What the exercise asks: Each entry is to be repeated word for word, and the images are to be dropped.

*** Block opens ***

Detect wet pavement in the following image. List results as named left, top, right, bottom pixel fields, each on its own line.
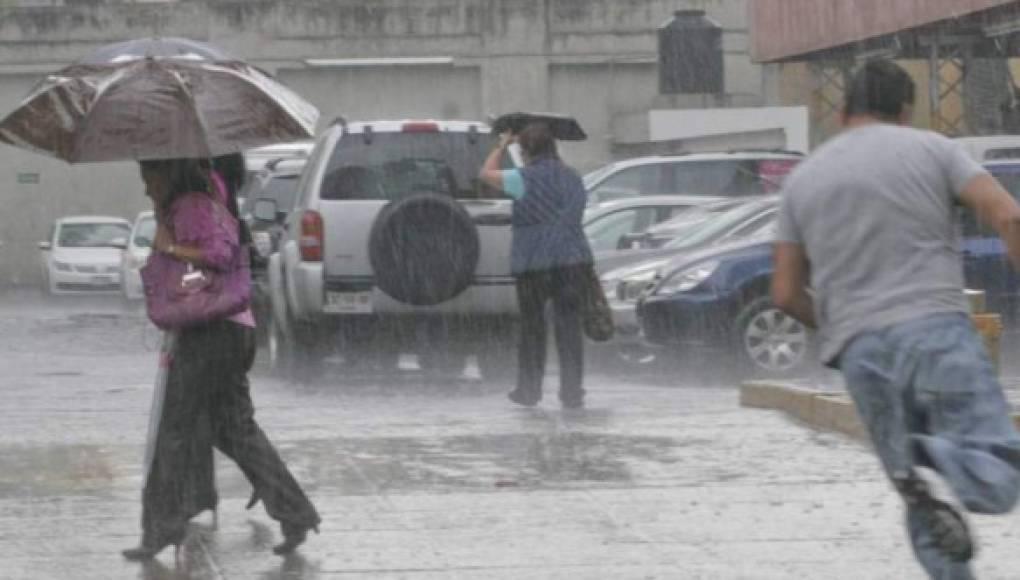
left=3, top=291, right=1020, bottom=579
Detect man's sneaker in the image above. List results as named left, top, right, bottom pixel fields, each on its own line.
left=896, top=474, right=975, bottom=562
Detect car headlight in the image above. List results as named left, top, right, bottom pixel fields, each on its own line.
left=53, top=261, right=72, bottom=272
left=619, top=270, right=659, bottom=302
left=654, top=261, right=719, bottom=295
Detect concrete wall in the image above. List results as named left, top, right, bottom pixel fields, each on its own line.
left=0, top=0, right=763, bottom=287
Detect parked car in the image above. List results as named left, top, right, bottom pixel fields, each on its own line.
left=39, top=216, right=131, bottom=295
left=268, top=119, right=518, bottom=377
left=595, top=196, right=779, bottom=275
left=956, top=135, right=1020, bottom=162
left=597, top=202, right=779, bottom=366
left=583, top=151, right=801, bottom=205
left=960, top=160, right=1020, bottom=324
left=121, top=211, right=155, bottom=300
left=635, top=158, right=1020, bottom=376
left=242, top=158, right=308, bottom=349
left=244, top=140, right=314, bottom=182
left=582, top=195, right=725, bottom=253
left=636, top=229, right=810, bottom=376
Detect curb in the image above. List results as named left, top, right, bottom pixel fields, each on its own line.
left=740, top=382, right=867, bottom=440
left=740, top=381, right=1020, bottom=440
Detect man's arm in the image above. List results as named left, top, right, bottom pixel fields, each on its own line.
left=772, top=242, right=816, bottom=329
left=958, top=173, right=1020, bottom=271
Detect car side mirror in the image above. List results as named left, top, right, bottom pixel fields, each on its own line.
left=253, top=198, right=278, bottom=223
left=38, top=241, right=52, bottom=251
left=134, top=236, right=152, bottom=249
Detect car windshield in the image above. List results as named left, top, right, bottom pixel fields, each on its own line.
left=662, top=201, right=775, bottom=249
left=241, top=174, right=302, bottom=214
left=638, top=200, right=744, bottom=246
left=320, top=131, right=508, bottom=201
left=57, top=222, right=130, bottom=248
left=133, top=217, right=156, bottom=249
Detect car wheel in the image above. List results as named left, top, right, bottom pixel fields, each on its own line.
left=733, top=297, right=811, bottom=376
left=419, top=348, right=468, bottom=375
left=270, top=309, right=325, bottom=381
left=369, top=193, right=480, bottom=306
left=476, top=347, right=516, bottom=382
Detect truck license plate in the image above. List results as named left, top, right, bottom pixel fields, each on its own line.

*** Block closes ***

Response to this task:
Detect wet pavement in the following image. List results as named left, top, right, bottom pixel fields, each on its own line.
left=3, top=291, right=1020, bottom=579
Detect man's sneaker in the image above. List results as named left, top, right, bottom pixel fields, each on its own line.
left=896, top=474, right=975, bottom=562
Detect car headlight in the image above. List results as named left, top, right, bottom pixel fields, each on its own line.
left=53, top=261, right=72, bottom=272
left=619, top=270, right=659, bottom=302
left=654, top=261, right=719, bottom=295
Detect concrete wall in the image above. List results as named left, top, right, bottom pixel fields, each on its own line.
left=0, top=0, right=763, bottom=287
Detect parked car in the image above. List results as named left, top, right, bottom pixel fields, each on its own line.
left=39, top=216, right=131, bottom=295
left=268, top=119, right=518, bottom=377
left=595, top=196, right=779, bottom=275
left=956, top=135, right=1020, bottom=162
left=597, top=202, right=779, bottom=366
left=583, top=151, right=801, bottom=205
left=960, top=160, right=1020, bottom=324
left=121, top=211, right=155, bottom=300
left=635, top=158, right=1020, bottom=376
left=242, top=158, right=308, bottom=349
left=244, top=140, right=314, bottom=182
left=582, top=195, right=725, bottom=253
left=636, top=229, right=810, bottom=376
Detect curb in the image above. List results as named left, top, right, bottom pixel fields, each on its own line.
left=740, top=382, right=867, bottom=440
left=740, top=381, right=1020, bottom=440
Detect man's arm in the image above. List results as named left, top, right, bottom pixel fields, each on its own line.
left=772, top=242, right=816, bottom=329
left=958, top=173, right=1020, bottom=271
Detect car side mirror in the image above. List results as named left, top, right, bottom pixel fields, each on its own line.
left=253, top=198, right=278, bottom=223
left=38, top=241, right=52, bottom=251
left=134, top=236, right=152, bottom=249
Detect car windshield in the image above. List results as named left, top, right, bottom pixel fields, each on its own line.
left=662, top=201, right=775, bottom=249
left=241, top=174, right=302, bottom=214
left=638, top=200, right=744, bottom=246
left=320, top=131, right=508, bottom=201
left=57, top=222, right=130, bottom=248
left=133, top=217, right=156, bottom=249
Detect car wheel in the image above. List results as named left, top, right, bottom pixel fields, each on its own line.
left=733, top=297, right=811, bottom=376
left=419, top=348, right=468, bottom=375
left=270, top=309, right=325, bottom=381
left=369, top=193, right=480, bottom=306
left=476, top=347, right=516, bottom=382
Detect truck license plate in the image above. List results as named left, top, right, bottom pixel fields, each on its own line.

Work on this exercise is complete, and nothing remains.